- Extracted information
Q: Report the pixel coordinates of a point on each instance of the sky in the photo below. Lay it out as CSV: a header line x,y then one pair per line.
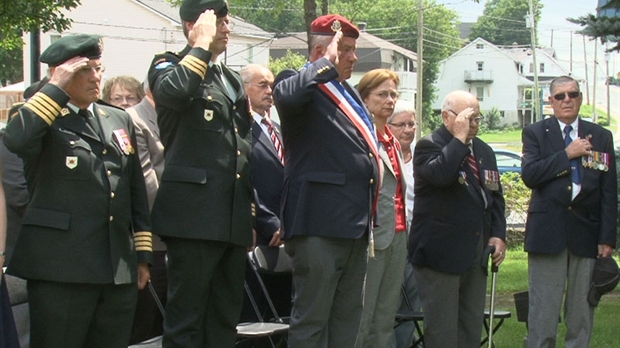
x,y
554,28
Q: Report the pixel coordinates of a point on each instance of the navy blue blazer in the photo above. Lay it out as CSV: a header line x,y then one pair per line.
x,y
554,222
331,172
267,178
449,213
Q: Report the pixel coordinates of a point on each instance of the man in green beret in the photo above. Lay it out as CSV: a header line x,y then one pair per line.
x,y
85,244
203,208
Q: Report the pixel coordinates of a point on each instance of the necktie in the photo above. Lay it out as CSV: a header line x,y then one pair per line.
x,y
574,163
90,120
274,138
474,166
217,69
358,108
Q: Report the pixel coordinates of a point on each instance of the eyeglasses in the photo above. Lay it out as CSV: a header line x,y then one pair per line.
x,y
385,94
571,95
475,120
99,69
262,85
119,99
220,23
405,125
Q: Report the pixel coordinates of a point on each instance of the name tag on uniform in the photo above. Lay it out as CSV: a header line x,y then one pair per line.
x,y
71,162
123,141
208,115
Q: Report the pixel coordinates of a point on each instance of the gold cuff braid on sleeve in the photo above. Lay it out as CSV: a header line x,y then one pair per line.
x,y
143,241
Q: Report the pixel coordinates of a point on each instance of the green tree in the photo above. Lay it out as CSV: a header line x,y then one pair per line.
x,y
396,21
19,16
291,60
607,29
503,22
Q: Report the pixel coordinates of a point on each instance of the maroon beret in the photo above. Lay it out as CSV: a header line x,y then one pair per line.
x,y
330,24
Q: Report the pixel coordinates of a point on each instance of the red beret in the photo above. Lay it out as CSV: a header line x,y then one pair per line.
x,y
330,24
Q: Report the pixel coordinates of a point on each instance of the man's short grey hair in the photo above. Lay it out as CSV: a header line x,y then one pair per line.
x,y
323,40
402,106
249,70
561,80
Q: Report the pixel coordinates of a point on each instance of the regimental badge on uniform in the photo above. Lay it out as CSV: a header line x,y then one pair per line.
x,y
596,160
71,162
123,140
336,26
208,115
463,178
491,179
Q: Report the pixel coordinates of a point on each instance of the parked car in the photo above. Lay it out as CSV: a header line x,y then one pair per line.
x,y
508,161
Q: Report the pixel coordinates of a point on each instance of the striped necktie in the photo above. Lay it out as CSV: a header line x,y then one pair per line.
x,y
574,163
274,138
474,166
* * *
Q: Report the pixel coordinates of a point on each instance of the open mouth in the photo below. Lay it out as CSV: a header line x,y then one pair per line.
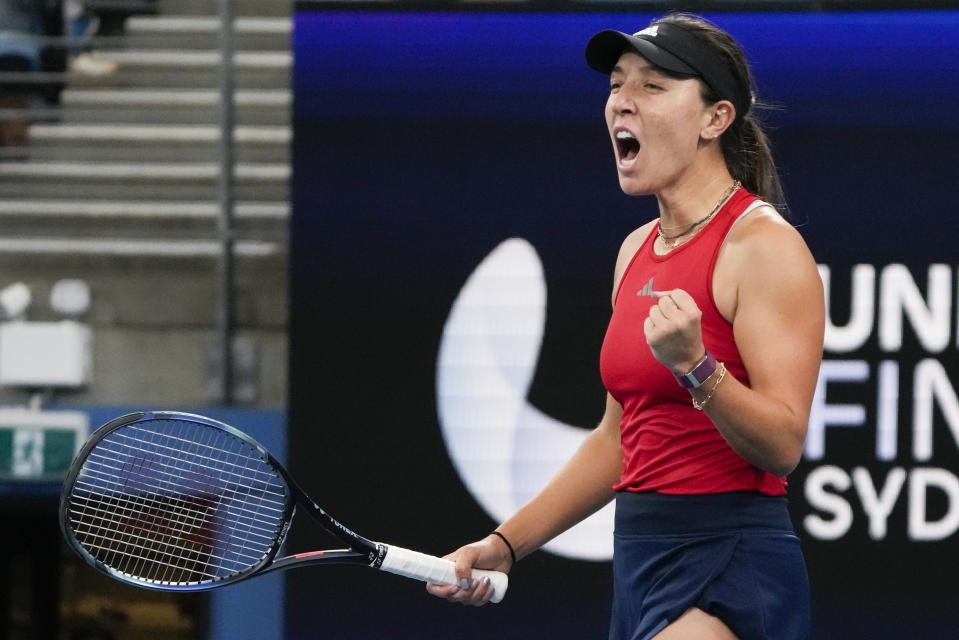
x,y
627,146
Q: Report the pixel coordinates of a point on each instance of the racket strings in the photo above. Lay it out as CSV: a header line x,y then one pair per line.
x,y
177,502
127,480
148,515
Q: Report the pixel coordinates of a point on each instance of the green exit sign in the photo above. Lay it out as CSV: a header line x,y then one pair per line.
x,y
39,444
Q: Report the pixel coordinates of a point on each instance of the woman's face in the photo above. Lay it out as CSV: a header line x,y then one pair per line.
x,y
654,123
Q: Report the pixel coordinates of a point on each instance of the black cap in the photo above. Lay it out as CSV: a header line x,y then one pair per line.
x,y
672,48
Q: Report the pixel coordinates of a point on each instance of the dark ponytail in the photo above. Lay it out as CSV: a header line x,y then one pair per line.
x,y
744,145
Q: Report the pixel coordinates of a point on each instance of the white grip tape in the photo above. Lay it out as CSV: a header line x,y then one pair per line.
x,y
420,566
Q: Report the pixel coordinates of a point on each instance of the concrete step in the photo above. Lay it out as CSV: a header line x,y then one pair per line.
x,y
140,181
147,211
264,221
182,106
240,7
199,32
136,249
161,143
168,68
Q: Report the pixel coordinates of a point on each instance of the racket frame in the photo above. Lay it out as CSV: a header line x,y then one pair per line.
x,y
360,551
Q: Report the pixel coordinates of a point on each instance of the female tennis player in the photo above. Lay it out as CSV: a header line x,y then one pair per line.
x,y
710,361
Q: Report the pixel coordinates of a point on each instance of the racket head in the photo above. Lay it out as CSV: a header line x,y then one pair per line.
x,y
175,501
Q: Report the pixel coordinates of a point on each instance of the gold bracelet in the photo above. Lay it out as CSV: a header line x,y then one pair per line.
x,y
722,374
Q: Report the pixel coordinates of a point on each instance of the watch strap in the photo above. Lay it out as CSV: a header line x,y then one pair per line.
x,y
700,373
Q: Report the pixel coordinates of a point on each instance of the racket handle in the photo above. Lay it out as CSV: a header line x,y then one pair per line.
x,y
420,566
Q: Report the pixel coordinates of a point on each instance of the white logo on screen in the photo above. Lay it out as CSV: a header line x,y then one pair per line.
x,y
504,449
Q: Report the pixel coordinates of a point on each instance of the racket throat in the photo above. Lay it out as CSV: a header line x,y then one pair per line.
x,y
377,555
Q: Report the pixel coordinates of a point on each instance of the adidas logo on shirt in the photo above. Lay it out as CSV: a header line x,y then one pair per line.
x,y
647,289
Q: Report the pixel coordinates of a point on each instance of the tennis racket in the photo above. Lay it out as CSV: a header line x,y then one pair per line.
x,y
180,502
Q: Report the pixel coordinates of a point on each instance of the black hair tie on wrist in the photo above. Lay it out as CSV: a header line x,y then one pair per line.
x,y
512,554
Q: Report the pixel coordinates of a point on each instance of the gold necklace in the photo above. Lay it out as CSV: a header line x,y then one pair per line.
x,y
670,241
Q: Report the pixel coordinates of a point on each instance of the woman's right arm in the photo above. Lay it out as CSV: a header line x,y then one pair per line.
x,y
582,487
...
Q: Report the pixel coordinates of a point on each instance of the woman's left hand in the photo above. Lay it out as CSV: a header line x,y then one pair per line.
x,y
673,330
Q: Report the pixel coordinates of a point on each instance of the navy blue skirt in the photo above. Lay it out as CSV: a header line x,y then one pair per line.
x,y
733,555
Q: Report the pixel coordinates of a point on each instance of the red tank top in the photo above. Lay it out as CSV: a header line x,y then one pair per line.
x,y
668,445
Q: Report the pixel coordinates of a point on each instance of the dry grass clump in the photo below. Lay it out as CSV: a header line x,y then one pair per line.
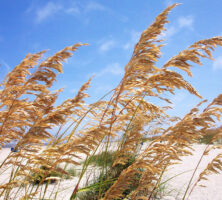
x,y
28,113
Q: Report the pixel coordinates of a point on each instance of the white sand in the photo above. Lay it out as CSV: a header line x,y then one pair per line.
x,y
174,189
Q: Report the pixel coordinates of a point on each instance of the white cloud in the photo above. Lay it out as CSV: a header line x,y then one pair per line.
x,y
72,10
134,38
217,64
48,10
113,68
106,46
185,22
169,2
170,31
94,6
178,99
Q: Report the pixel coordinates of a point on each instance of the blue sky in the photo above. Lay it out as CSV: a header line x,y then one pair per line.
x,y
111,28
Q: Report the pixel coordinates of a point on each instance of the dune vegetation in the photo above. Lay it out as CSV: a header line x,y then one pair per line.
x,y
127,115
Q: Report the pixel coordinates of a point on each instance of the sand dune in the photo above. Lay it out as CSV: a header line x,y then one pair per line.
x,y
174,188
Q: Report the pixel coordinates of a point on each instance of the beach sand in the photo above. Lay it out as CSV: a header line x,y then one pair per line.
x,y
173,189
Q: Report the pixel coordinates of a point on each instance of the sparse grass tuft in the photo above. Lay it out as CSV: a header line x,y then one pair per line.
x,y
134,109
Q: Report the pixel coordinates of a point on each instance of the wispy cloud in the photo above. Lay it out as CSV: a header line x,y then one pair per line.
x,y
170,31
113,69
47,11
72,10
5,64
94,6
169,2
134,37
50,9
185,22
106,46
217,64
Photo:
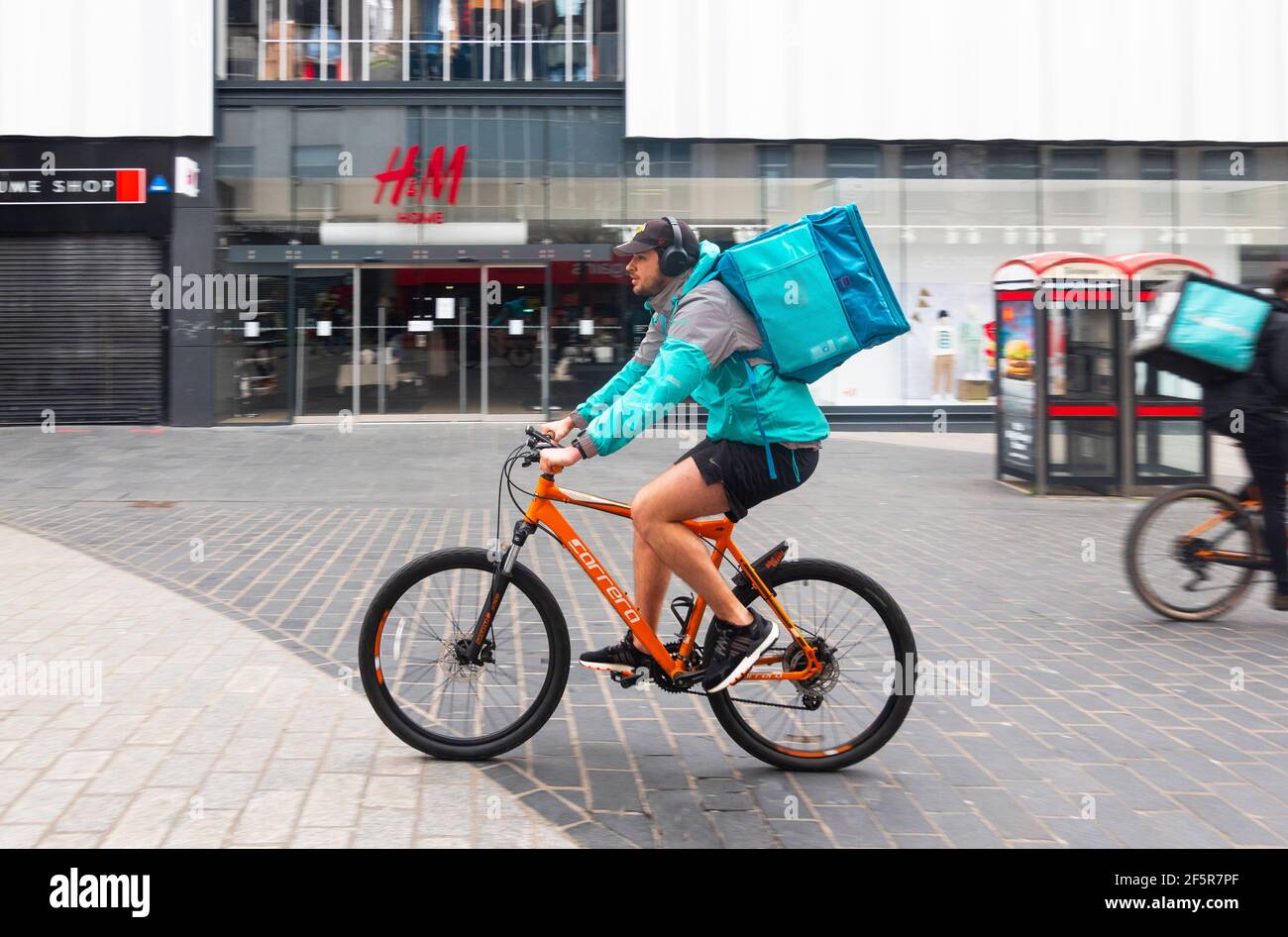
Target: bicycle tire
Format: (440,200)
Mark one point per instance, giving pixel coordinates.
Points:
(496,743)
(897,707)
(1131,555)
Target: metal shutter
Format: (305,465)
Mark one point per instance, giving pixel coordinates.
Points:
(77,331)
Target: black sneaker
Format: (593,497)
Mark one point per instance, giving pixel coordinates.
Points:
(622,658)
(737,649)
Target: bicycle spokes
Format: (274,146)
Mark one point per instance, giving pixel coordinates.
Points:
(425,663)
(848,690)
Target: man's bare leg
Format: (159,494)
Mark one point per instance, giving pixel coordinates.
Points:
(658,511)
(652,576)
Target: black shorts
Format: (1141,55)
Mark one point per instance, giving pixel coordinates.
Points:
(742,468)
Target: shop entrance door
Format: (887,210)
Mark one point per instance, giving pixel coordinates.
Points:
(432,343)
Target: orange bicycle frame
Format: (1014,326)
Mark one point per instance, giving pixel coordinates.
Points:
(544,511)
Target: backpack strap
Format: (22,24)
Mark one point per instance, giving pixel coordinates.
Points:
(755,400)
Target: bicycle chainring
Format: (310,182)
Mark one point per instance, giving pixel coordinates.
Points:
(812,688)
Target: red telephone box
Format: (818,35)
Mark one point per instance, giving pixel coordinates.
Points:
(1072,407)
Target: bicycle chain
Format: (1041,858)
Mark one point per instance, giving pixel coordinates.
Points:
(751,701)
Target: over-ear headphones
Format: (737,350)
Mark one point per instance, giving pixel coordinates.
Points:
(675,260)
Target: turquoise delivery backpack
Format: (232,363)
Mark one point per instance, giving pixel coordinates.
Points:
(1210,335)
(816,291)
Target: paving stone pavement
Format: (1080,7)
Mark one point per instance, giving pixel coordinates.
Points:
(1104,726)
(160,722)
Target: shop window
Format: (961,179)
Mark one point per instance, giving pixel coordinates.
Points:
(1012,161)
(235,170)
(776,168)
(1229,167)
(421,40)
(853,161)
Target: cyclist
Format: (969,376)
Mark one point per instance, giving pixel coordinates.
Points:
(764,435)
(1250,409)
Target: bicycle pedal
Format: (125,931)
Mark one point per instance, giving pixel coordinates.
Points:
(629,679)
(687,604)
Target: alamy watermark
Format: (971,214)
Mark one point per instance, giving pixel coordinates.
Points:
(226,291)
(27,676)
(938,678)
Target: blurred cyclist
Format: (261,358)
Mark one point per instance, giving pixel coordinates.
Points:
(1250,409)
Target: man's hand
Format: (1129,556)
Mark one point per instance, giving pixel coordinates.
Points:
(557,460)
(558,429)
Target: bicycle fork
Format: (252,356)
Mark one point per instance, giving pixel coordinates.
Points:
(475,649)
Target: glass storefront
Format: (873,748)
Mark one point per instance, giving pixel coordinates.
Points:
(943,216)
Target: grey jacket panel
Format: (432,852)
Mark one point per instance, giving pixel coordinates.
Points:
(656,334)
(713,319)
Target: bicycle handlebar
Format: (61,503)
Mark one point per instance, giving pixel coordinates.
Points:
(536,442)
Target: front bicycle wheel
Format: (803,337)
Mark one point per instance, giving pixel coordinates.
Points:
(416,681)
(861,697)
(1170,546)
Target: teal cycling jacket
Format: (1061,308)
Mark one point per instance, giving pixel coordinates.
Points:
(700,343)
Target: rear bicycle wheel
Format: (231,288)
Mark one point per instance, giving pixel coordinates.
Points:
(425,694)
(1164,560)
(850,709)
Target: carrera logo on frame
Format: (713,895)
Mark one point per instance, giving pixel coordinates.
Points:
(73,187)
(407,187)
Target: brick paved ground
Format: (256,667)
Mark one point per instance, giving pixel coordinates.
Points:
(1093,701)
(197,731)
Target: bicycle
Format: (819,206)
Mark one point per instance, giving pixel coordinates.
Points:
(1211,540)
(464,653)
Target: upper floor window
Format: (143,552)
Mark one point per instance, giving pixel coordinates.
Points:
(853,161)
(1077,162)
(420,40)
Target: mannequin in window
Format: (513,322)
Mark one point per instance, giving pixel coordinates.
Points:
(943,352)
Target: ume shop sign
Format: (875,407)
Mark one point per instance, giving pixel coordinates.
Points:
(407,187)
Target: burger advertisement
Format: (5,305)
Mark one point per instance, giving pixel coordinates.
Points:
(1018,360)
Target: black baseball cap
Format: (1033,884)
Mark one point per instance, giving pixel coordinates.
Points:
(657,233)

- What you have to do
Filter the rows above, copying out each line that contains the string "strap" and no others. Case matters when matching.

- Task response
Q: Report the pixel coordinates of a point on each instance of the watch strap in the photo above. Lay it out as CSV: a header line x,y then one pair per line.
Target: backpack strap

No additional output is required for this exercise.